— Begin RECORDS FOR THE TASK —

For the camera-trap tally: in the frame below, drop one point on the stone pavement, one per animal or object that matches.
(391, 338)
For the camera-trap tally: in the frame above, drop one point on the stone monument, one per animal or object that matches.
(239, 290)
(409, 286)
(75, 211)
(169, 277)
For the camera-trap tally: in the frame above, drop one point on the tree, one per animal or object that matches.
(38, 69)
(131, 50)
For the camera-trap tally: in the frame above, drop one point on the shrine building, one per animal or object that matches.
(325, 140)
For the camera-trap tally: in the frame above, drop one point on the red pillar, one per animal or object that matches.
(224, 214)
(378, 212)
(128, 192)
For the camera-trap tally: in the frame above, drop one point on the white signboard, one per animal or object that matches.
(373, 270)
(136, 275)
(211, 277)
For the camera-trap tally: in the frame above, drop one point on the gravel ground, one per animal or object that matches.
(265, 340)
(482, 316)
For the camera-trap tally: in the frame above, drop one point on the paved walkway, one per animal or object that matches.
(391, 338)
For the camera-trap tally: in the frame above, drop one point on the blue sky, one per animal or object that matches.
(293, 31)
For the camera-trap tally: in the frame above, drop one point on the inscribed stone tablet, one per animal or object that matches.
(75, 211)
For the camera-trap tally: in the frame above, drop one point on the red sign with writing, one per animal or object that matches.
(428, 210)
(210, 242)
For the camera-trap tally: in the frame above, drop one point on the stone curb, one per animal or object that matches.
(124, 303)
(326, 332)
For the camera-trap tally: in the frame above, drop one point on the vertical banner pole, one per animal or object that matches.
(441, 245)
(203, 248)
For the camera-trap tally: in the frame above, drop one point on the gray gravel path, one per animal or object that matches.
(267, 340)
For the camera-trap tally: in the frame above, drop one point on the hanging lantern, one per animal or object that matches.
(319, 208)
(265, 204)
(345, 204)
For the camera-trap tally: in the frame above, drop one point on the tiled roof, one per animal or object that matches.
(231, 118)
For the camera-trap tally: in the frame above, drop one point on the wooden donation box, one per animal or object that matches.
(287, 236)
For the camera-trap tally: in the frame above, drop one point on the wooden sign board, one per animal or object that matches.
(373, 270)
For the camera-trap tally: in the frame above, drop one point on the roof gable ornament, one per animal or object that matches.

— End RECORDS FOR THE TASK —

## EXERCISE REQUIREMENTS
Can you give every line from the one containing "the wooden sign" through the last line above, both included, as a JSON list of strings, with one string per line and blank lines omitted?

## COMPLETE OUTPUT
[
  "For the camera-trap tally: in the frame above, drop one point on the wooden sign board, one per animal or object that matches.",
  "(373, 270)",
  "For the camera-trap tally: in the frame above, drop one point on the roof gable ornament, one per animal or object that matches."
]